Pick up the quantum circuit derivation below right after its final sentence, "The parenthesized superpositions can be reduced."

-- start of Text excerpt --

Due to unitarity constraints,
the action of $U_f$ is defined to be as follows,
with $\oplus$ meaning XOR:

$$\begin{aligned}
    \Ket{x} \Ket{y}
    \quad \to \boxed{U_f} \to \quad
    \Ket{x} \Ket{y \oplus f(x)}
\end{aligned}$$

Starting on the left from two qubits $\Ket{0}$ and $\Ket{1}$,
we apply the [Hadamard gate](/know/concept/quantum-gate/) $H$ to both:

$$\begin{aligned}
    \Ket{0} \Ket{1}
    \quad \to \boxed{H^{\otimes 2}} \to \quad
    \Ket{+} \Ket{-}
    = \frac{1}{2} \Big( \Ket{0} + \Ket{1} \Big) \Big( \Ket{0} - \Ket{1} \Big)
\end{aligned}$$

Feeding this result into the oracle $U_f$ then leads us to:

$$\begin{aligned}
    \to \boxed{U_f} \to \quad
    \frac{1}{2} \Ket{0} \Big( \Ket{0 \oplus f(0)} - \Ket{1 \oplus f(0)} \Big)
    + \frac{1}{2} \Ket{1} \Big( \Ket{0 \oplus f(1)} - \Ket{1 \oplus f(1)} \Big)
\end{aligned}$$

The parenthesized superpositions can be reduced.

-- end of Text excerpt --
-- start of Data segment --

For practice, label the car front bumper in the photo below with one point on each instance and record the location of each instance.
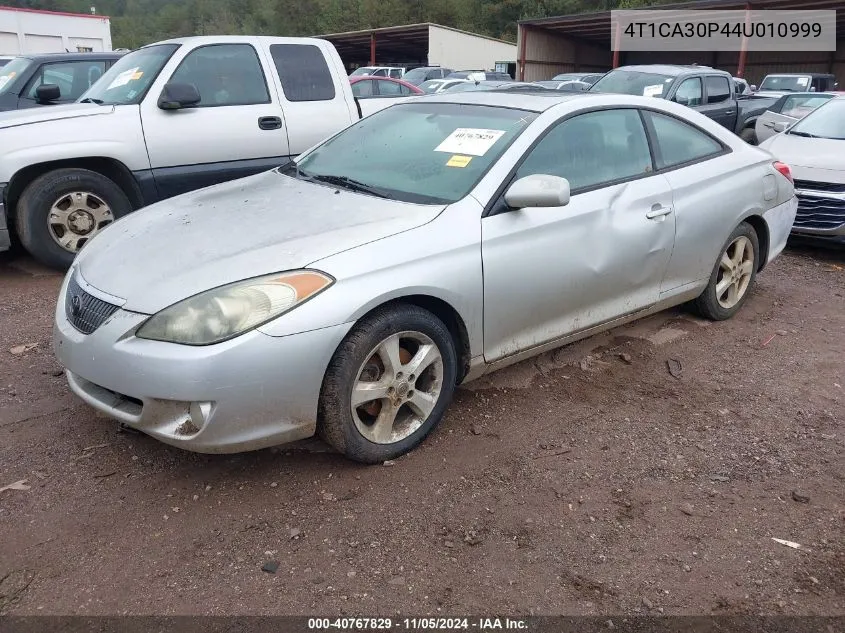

-- end of Data segment --

Response to this task:
Assuming that $f(b) = 0$, we notice:

$$\begin{aligned}
    \Ket{0 \oplus f(b)} - \Ket{1 \oplus f(b)}
    = \Ket{0 \oplus 0} - \Ket{1 \oplus 0}
    = \Ket{0} - \Ket{1}
\end{aligned}$$

On the other hand, if we assume that $f(b) = 1$,
we get the opposite result:

$$\begin{aligned}
    \Ket{0 \oplus f(b)} - \Ket{1 \oplus f(b)}
    = \Ket{0 \oplus 1} - \Ket{1 \oplus 1}
    = - \big(\Ket{0} - \Ket{1}\big)
\end{aligned}$$

We can thus combine both cases, $f(b) = 0$ or $f(b) = 1$,
into the following single expression:

$$\begin{aligned}
    \Ket{0 \oplus f(b)} - \Ket{1 \oplus f(b)}
    = (-1)^{f(b)} \big(\Ket{0} - \Ket{1}\big)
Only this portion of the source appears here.